+++ Data to use

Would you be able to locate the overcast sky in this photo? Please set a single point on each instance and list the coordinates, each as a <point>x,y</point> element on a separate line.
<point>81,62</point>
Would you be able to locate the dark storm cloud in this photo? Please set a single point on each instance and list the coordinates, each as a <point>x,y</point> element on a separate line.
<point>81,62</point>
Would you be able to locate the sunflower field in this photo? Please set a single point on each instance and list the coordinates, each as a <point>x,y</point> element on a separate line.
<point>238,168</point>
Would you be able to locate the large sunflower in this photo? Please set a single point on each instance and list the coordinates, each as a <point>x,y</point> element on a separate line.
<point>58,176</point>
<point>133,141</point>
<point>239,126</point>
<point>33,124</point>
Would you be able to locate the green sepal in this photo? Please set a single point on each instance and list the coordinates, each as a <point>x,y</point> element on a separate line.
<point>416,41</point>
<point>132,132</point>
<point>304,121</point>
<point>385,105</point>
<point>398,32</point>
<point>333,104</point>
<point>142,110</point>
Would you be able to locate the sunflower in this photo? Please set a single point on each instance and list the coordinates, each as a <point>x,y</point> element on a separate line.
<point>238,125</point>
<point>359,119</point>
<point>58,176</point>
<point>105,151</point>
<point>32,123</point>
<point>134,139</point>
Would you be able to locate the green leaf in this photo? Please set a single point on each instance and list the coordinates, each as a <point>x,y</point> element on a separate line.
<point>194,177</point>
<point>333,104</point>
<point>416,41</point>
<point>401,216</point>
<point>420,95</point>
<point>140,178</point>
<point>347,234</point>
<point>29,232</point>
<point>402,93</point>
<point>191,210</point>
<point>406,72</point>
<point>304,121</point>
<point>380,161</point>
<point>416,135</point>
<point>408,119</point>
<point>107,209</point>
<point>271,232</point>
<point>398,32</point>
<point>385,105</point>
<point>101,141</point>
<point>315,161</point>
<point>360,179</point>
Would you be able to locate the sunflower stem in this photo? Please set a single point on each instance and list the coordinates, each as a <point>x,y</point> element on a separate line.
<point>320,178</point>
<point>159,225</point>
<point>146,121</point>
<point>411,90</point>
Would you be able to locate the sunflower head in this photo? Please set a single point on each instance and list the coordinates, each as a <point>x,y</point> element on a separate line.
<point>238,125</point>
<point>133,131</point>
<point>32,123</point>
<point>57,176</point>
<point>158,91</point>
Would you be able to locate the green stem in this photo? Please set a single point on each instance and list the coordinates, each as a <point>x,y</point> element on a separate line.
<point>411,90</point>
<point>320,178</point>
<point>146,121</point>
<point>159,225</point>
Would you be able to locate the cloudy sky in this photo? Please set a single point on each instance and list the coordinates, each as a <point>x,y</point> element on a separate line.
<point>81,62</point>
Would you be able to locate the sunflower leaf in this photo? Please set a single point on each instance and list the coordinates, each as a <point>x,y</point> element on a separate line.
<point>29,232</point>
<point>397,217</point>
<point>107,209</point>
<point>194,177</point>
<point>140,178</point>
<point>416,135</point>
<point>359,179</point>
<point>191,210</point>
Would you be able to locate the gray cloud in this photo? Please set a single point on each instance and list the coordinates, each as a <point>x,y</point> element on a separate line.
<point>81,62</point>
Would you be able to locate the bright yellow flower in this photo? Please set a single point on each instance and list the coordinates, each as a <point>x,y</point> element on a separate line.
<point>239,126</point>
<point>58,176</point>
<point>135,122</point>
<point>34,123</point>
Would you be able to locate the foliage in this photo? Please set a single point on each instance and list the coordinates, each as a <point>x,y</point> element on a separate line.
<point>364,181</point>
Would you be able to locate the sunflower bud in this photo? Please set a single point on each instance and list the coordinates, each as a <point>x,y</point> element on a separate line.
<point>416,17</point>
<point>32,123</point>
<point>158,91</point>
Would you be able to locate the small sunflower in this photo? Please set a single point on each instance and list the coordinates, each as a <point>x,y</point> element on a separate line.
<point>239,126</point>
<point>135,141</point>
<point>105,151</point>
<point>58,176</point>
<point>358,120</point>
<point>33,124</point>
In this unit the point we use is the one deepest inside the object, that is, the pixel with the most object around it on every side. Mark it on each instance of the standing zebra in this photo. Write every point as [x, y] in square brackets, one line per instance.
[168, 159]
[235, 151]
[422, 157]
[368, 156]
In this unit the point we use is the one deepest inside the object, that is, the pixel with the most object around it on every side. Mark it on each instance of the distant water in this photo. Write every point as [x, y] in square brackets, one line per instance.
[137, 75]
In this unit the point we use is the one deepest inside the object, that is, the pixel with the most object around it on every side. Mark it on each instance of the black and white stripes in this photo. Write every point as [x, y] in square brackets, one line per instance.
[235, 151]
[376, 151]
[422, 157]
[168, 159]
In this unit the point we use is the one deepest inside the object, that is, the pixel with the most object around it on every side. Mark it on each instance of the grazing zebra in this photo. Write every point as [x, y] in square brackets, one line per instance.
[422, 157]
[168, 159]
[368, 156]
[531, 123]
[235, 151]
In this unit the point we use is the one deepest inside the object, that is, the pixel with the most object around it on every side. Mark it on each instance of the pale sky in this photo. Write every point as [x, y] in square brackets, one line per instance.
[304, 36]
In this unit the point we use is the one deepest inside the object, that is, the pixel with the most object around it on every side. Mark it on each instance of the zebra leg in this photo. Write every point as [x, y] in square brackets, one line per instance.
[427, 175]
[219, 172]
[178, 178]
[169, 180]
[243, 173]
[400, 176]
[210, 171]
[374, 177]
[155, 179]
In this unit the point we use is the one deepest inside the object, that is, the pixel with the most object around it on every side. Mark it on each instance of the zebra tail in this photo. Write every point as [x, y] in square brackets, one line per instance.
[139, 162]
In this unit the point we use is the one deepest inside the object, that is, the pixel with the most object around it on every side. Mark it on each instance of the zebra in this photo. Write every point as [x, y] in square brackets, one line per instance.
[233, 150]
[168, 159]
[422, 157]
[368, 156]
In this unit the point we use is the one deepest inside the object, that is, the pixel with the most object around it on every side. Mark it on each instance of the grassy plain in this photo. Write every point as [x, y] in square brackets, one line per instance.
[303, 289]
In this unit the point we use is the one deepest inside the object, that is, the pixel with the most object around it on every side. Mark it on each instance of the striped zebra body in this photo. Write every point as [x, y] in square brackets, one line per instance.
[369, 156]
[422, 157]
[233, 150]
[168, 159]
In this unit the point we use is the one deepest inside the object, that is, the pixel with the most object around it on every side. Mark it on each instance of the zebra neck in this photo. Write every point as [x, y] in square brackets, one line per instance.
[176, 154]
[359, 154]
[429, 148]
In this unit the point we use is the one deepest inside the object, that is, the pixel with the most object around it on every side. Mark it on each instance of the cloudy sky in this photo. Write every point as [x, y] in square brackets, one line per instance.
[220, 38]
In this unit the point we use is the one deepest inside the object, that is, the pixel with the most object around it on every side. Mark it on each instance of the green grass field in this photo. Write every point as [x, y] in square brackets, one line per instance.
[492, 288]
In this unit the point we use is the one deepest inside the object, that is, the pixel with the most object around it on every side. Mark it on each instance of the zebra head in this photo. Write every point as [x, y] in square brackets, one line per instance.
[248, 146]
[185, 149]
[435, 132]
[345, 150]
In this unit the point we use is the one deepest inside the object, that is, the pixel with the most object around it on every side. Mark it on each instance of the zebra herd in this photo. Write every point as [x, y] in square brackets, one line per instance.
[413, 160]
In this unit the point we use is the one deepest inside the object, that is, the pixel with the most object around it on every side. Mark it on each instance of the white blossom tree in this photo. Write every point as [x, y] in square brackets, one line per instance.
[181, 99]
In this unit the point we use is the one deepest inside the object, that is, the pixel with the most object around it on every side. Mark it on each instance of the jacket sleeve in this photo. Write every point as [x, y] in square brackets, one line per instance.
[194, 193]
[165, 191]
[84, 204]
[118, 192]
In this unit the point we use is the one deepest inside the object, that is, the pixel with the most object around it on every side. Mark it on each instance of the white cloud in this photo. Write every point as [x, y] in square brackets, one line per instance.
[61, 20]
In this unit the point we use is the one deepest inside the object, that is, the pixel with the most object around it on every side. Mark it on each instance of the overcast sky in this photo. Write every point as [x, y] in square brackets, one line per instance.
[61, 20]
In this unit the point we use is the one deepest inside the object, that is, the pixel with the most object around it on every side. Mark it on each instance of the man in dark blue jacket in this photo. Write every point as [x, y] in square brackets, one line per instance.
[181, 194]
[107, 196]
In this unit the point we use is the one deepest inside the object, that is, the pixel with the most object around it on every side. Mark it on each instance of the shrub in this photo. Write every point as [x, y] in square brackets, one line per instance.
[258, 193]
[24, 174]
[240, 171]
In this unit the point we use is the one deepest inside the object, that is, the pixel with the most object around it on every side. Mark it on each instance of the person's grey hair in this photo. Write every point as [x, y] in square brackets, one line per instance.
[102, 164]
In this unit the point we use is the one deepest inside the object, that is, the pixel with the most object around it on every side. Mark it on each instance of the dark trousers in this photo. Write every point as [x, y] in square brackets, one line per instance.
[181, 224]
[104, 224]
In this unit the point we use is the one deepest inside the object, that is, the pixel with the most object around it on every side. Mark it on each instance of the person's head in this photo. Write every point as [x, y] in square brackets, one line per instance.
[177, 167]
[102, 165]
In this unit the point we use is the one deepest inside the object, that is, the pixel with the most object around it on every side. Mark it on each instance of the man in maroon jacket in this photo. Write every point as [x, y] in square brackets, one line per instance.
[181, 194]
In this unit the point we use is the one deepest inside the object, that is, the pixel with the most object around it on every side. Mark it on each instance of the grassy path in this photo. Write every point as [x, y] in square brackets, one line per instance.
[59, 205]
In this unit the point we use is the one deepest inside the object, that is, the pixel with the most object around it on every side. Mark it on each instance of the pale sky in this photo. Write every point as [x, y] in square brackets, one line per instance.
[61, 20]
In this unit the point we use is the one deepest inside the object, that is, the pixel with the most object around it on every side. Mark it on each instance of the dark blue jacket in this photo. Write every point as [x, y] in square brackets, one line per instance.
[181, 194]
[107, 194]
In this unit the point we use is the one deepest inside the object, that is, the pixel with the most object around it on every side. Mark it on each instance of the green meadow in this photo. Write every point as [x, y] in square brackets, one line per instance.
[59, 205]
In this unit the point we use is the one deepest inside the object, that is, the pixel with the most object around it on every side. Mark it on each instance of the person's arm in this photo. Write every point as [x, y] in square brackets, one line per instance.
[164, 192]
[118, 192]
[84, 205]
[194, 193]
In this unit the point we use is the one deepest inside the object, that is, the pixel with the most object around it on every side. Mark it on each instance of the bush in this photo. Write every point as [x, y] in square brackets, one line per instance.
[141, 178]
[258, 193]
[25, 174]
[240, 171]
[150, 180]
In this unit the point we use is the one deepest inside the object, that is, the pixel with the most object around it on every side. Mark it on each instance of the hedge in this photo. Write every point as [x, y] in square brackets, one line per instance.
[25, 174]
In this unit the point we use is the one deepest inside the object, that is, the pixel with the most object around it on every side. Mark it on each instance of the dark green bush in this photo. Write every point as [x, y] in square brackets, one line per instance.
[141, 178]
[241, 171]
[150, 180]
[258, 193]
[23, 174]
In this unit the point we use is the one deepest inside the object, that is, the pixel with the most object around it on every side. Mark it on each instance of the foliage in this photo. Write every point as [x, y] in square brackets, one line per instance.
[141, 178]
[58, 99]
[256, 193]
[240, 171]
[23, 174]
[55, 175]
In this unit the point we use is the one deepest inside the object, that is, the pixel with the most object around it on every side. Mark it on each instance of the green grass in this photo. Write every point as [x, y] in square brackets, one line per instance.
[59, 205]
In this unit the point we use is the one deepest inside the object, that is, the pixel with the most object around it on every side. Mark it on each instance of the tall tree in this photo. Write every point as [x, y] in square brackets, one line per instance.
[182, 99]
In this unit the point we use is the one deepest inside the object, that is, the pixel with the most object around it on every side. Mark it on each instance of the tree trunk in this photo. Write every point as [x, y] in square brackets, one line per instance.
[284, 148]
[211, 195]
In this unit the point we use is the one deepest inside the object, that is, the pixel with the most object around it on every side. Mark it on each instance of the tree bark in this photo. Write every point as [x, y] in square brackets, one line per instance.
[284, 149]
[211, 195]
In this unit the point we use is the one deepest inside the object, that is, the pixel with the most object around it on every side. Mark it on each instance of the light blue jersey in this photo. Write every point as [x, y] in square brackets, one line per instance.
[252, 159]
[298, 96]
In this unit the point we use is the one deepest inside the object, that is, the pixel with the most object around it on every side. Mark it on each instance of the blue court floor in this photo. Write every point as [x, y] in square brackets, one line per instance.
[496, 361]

++++++

What you are asked to do:
Output exactly the lines above, from the one holding "of the blue" through the end of the data, including the first and last.

Solution:
In this unit the point we use is the one deepest inside the object, that is, the pixel with the most object around it on every side. Mark it on each instance of the blue court floor in this photo. Write every point as [x, y] in square brackets, one line per instance.
[496, 361]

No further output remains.